_REQUIREMENT A_. In the post on Christmas story pairings, in which town did Dylan Thomas spend the childhood Christmases that his story looks back on?
━━ DOCUMENT EXTRACT ━━
The Stories of Christmas: 15 Timeless Tales That Capture the Spirit of the Season (Day 10)

Since we are isolated and stuck inside during this Christmas season, I decided this year I was going to put together a list of of my favorite Christmas stories. The angle I took in putting this together is Christmas “pairings”, be it in book form or film. These are stories that seem to me to have a connection in spirit and focus, and which have inspired me over the years.

I have come up with 15 pairings of films/books in total, and my plan is to present those films one a day along with a brief reflection on why these stories resonated for me, how I see them fitting together, and what I think they can say to us in a more difficult Christmas season.
Here is my tenth pairing 🙂

A

ARTHURS CHRISTMAS and A CHILD’S CHRISTMAS/A CHILD’S CHRISTMAS IN WALES

Baed on a story by Welsh poet Dylan Thomas, these adaptations of his classic prose “A Child”s Christmas in Wales”, one animated and one live action, do a wonderful job of capturing the context and the focus of his story. Thomas was born during the dawn of World War 1, and the story reflects back on the Christmas’ he experienced as a child in Swansea, a small, unassuming, seaside town, shedding light on the shifting economic challanges and the Welsh resistance.
━━━
_REQUIREMENT B_. Select every line of the records that contains the string "lower", matching case exactly.
━━ INFORMATION SHOWN ━━
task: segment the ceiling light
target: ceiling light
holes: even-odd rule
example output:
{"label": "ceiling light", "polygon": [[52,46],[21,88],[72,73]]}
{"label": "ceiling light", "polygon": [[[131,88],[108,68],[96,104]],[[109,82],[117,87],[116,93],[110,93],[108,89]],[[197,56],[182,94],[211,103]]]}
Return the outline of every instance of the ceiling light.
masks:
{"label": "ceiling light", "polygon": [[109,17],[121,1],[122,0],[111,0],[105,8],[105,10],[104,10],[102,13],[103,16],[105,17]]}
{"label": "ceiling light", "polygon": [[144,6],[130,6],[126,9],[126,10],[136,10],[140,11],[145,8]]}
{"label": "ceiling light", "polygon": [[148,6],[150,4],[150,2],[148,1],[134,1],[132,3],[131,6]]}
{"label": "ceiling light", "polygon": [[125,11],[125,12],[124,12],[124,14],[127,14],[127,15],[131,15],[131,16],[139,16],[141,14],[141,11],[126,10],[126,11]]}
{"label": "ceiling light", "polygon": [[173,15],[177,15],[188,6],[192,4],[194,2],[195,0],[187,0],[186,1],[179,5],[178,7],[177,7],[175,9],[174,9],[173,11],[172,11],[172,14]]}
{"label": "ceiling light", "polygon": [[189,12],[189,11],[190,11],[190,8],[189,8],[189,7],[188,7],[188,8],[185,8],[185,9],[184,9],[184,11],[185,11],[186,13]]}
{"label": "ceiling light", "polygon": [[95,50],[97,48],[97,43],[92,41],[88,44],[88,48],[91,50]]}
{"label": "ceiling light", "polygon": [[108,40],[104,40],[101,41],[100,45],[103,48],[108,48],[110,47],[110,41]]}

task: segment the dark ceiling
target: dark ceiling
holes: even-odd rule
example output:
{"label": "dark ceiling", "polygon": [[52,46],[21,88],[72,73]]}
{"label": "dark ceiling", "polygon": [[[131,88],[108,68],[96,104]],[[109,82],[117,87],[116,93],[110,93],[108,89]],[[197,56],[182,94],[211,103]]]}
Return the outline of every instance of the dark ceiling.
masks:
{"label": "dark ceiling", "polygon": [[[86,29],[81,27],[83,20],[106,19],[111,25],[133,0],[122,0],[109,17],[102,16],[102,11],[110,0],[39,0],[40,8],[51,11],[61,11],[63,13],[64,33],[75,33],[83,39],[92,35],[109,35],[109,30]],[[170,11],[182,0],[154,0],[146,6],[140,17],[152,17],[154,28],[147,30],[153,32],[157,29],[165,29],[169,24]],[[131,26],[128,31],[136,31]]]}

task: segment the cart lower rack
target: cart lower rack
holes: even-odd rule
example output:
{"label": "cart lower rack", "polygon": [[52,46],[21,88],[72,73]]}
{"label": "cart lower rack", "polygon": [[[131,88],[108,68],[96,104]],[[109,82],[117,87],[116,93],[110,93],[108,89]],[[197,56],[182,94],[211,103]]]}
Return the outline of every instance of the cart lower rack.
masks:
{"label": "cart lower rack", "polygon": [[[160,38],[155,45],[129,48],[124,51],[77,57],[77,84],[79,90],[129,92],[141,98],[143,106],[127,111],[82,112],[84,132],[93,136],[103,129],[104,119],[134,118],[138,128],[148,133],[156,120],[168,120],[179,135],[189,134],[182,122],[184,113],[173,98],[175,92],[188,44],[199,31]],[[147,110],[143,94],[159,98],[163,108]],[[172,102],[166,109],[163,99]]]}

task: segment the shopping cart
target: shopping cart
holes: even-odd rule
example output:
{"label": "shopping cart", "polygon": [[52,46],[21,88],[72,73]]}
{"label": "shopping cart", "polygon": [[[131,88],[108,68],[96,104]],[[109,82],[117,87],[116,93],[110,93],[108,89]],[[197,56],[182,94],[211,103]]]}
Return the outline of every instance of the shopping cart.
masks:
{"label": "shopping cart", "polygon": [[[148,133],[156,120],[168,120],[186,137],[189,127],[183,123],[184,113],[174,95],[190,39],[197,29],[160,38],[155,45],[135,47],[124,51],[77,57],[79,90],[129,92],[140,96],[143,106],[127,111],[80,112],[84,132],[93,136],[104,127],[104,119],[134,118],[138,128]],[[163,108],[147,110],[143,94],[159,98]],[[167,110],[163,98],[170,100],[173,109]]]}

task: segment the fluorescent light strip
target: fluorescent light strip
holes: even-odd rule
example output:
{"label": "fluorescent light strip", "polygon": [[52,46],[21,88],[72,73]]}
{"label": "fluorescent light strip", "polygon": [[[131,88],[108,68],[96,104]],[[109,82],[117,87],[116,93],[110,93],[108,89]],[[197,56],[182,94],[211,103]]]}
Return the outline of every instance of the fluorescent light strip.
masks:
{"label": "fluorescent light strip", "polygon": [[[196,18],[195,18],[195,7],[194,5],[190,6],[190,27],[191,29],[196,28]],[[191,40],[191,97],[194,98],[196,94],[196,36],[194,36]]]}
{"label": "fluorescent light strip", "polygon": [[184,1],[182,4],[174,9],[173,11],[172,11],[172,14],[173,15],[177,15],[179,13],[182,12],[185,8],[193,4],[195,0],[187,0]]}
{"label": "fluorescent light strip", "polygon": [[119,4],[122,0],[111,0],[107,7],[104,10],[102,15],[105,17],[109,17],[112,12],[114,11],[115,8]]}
━━━
_EXERCISE SOLUTION A_. Swansea

_EXERCISE SOLUTION B_.
task: segment the cart lower rack
target: cart lower rack
{"label": "cart lower rack", "polygon": [[52,46],[21,88],[72,73]]}
{"label": "cart lower rack", "polygon": [[[131,88],[108,68],[96,104]],[[109,82],[117,87],[116,93],[110,93],[108,89]],[[197,56],[182,94],[211,103]]]}
Return the outline of every instance of the cart lower rack.
{"label": "cart lower rack", "polygon": [[[160,38],[155,45],[129,48],[124,51],[77,57],[77,84],[79,90],[129,92],[141,98],[143,106],[127,111],[82,112],[84,132],[93,136],[103,129],[104,119],[134,118],[138,128],[148,133],[156,120],[168,120],[179,135],[189,134],[182,122],[184,113],[173,98],[175,92],[188,44],[199,31]],[[147,110],[143,94],[159,98],[163,108]],[[172,102],[166,109],[163,99]]]}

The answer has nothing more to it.